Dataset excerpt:
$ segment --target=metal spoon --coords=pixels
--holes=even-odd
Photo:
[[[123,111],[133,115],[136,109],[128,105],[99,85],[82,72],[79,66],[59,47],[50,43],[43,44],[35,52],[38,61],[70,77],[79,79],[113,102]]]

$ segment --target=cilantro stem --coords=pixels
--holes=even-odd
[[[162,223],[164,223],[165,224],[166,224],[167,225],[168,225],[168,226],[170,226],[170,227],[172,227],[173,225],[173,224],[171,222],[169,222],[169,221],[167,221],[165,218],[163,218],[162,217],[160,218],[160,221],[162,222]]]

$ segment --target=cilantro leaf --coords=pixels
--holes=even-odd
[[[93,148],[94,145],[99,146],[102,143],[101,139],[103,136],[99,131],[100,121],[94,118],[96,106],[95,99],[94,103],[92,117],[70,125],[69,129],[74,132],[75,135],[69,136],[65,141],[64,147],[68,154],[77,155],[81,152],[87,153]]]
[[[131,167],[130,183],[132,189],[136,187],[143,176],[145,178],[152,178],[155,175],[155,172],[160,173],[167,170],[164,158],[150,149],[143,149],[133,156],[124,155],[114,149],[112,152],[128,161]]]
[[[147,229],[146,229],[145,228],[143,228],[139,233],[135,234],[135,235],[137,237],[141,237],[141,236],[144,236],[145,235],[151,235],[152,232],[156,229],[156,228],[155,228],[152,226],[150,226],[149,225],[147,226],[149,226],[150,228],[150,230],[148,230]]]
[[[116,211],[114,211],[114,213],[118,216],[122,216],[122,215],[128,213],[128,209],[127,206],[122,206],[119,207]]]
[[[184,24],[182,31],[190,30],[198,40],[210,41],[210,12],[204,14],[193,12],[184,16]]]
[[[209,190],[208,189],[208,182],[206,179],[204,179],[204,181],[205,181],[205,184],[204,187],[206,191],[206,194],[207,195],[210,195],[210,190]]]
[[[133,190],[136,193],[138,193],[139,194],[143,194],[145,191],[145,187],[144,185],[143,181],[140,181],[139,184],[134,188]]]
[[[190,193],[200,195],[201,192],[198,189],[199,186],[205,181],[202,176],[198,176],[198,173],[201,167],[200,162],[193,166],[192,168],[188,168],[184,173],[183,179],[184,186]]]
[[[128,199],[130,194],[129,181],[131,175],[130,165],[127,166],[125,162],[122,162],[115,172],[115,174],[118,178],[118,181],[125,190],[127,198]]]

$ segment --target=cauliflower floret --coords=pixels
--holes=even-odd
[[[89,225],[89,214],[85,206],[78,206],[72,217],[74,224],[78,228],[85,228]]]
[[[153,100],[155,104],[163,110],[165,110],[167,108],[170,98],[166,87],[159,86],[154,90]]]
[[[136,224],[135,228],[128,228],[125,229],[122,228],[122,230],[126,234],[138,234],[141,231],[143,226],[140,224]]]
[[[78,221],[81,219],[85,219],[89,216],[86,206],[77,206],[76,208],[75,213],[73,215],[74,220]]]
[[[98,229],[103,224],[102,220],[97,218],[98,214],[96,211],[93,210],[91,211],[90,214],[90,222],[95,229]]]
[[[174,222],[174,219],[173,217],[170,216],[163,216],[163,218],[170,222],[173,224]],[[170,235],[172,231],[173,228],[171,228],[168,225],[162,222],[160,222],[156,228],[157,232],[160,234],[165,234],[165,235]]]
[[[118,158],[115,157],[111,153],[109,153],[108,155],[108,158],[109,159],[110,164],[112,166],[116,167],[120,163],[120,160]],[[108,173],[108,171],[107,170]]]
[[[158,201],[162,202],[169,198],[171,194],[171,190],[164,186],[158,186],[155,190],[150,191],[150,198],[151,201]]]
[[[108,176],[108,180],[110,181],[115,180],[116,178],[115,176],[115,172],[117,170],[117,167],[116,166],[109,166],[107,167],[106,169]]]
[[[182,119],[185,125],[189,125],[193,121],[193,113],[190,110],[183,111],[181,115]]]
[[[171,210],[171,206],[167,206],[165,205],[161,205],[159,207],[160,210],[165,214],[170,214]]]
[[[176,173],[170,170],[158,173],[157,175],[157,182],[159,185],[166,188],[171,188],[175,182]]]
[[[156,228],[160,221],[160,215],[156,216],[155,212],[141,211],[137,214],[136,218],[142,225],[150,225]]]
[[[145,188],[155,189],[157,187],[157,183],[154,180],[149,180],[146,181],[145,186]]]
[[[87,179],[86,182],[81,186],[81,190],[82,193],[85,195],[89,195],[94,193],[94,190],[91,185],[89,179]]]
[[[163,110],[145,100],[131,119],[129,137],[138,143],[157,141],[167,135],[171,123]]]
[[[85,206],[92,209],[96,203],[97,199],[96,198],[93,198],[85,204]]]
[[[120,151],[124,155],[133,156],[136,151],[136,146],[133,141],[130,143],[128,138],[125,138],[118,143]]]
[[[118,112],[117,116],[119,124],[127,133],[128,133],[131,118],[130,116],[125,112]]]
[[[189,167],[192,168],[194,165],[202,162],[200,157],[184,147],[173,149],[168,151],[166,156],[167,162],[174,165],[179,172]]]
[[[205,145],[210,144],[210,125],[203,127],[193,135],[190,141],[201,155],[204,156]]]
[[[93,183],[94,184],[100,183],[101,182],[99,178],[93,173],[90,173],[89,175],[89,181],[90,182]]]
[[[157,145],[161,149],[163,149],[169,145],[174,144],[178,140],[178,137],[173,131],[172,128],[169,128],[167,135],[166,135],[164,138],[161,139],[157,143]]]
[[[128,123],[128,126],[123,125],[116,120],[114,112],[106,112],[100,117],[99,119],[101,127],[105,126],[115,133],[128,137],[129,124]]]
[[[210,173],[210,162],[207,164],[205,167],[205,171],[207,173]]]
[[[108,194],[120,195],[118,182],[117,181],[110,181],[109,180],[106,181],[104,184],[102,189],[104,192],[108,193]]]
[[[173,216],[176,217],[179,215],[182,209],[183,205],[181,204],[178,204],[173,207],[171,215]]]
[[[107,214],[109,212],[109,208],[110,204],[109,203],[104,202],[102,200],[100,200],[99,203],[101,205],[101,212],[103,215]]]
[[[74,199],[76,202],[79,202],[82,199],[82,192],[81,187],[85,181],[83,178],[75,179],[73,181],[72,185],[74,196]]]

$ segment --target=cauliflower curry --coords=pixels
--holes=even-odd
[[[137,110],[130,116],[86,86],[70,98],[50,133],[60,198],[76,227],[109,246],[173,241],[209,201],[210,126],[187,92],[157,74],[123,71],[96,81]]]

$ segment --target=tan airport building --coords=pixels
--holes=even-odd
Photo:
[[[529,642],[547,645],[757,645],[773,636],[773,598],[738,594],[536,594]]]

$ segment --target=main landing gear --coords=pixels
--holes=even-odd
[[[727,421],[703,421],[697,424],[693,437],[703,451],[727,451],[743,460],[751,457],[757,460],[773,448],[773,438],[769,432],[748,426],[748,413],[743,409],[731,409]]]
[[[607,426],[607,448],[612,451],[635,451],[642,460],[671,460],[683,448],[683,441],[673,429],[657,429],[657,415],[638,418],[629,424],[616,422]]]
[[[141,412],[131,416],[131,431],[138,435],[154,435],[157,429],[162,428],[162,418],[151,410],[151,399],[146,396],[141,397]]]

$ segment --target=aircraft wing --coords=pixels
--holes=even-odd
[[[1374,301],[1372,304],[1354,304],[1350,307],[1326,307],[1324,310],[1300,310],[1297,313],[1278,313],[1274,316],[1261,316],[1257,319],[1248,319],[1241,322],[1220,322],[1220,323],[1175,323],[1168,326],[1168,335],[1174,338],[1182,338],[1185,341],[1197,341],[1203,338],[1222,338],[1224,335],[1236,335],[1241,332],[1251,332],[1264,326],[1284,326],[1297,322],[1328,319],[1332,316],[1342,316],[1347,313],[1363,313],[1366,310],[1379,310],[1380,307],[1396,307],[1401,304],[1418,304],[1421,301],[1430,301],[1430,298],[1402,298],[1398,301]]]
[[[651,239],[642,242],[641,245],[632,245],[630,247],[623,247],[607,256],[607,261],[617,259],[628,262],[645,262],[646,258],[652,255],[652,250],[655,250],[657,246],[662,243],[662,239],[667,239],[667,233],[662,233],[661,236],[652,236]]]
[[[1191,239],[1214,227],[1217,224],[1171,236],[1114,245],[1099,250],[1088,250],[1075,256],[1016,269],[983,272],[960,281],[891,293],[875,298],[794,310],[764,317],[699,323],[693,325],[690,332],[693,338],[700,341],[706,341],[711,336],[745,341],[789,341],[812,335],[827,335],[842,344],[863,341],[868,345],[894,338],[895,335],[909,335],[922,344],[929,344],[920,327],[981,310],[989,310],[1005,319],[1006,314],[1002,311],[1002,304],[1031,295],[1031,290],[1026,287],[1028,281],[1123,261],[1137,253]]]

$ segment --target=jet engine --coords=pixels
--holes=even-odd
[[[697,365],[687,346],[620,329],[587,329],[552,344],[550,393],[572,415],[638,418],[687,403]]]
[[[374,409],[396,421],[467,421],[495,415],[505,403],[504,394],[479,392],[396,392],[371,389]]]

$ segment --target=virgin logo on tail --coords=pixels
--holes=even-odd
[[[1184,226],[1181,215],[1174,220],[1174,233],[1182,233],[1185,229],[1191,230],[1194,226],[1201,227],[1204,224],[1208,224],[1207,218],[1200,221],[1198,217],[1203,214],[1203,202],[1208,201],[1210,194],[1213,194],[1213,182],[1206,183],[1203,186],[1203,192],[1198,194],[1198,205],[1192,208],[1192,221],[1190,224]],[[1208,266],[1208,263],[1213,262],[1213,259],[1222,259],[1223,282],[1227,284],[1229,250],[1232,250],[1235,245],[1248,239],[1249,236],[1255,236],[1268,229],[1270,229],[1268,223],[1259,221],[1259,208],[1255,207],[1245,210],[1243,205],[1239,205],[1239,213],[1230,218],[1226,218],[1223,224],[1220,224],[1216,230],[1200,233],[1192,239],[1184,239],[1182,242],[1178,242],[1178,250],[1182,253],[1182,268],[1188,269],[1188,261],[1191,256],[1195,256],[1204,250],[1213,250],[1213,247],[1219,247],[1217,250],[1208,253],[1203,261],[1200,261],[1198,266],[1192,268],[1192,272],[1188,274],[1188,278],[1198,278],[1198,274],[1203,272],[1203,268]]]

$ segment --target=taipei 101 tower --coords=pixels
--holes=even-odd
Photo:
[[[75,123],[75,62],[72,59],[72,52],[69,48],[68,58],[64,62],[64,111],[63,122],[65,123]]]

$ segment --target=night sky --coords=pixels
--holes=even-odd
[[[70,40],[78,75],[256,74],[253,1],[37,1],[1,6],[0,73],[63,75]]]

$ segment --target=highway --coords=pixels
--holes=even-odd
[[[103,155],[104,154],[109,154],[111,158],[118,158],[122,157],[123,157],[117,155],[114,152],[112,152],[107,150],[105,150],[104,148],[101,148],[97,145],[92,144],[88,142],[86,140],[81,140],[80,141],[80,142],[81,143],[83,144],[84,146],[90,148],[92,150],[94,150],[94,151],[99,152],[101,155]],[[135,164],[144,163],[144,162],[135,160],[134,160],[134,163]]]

:: What the task asks ::
From the line with "on tail --coords=pixels" to the last line of the material, give every line again exactly, and only those lines.

:: Solution ::
$ segment --target=virgin logo on tail --coords=pixels
--holes=even-odd
[[[1184,226],[1181,215],[1174,220],[1174,233],[1182,233],[1185,229],[1191,230],[1194,226],[1201,227],[1204,224],[1208,224],[1207,218],[1200,221],[1198,217],[1203,214],[1203,202],[1208,201],[1210,194],[1213,194],[1213,182],[1206,183],[1203,186],[1203,192],[1198,194],[1198,205],[1192,208],[1192,221],[1190,224]],[[1208,266],[1208,263],[1213,262],[1213,259],[1222,259],[1223,282],[1227,284],[1229,250],[1232,250],[1235,245],[1248,239],[1249,236],[1255,236],[1268,229],[1270,229],[1268,223],[1259,221],[1259,208],[1255,207],[1245,210],[1243,205],[1239,205],[1239,213],[1230,218],[1226,218],[1223,224],[1220,224],[1216,230],[1200,233],[1192,239],[1184,239],[1182,242],[1178,242],[1178,250],[1182,253],[1182,268],[1188,269],[1188,261],[1191,256],[1195,256],[1204,250],[1213,250],[1213,247],[1219,247],[1217,250],[1208,253],[1203,261],[1200,261],[1198,266],[1192,268],[1192,272],[1188,274],[1188,278],[1198,278],[1198,274],[1203,272],[1203,268]]]

$ segment --target=taipei 101 tower --coords=pixels
--holes=even-odd
Photo:
[[[75,123],[75,62],[72,59],[72,52],[69,48],[68,58],[64,62],[64,111],[63,122],[65,123]]]

$ segment --target=night sky --coords=pixels
--holes=even-odd
[[[70,40],[78,75],[256,74],[253,1],[37,1],[1,6],[0,73],[63,75]]]

$ segment --target=highway --coords=pixels
--holes=even-odd
[[[103,155],[104,154],[109,154],[111,158],[118,158],[122,157],[123,157],[117,155],[114,152],[112,152],[107,150],[105,150],[104,148],[101,148],[97,145],[92,144],[88,142],[86,140],[81,140],[80,141],[80,142],[81,143],[83,144],[84,146],[90,148],[92,150],[94,150],[94,151],[99,152],[101,155]],[[135,164],[144,163],[144,162],[135,160],[134,160],[134,163]]]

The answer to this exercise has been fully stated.